[Stored records]

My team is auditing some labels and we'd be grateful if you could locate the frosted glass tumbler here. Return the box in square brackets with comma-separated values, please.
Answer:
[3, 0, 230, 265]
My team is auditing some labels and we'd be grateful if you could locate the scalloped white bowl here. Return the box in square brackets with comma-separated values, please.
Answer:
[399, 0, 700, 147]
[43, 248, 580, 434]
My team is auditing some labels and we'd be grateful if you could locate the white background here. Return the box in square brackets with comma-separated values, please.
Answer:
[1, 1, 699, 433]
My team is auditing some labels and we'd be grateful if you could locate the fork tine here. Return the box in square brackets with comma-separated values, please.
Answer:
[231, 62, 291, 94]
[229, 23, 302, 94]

• **TASK GOAL**
Every record shown above should be written out again exactly.

• **RESPONSE TO THIS EXERCISE**
My team is auditing some labels and we'd be grateful if you could locate the frosted glass tumbler here. Return the box in square brackets with comma-separated values, please.
Answer:
[3, 0, 230, 265]
My team is auditing some labels and we'd be grateful if you could locate the scalloped white bowl here. Return the box in square brackets with comma-separated values, please.
Answer:
[399, 0, 700, 147]
[43, 248, 580, 434]
My team is auditing some labels and we'd be grateful if you could locate the white background here. Return the box in square brackets with comma-separated values, please.
Answer:
[1, 1, 699, 433]
My team is auditing some labels and we'd be grateful if you could locate the fork tine here. Return the box in square brackets with comma-separated values, please.
Answer:
[231, 62, 291, 94]
[229, 23, 302, 94]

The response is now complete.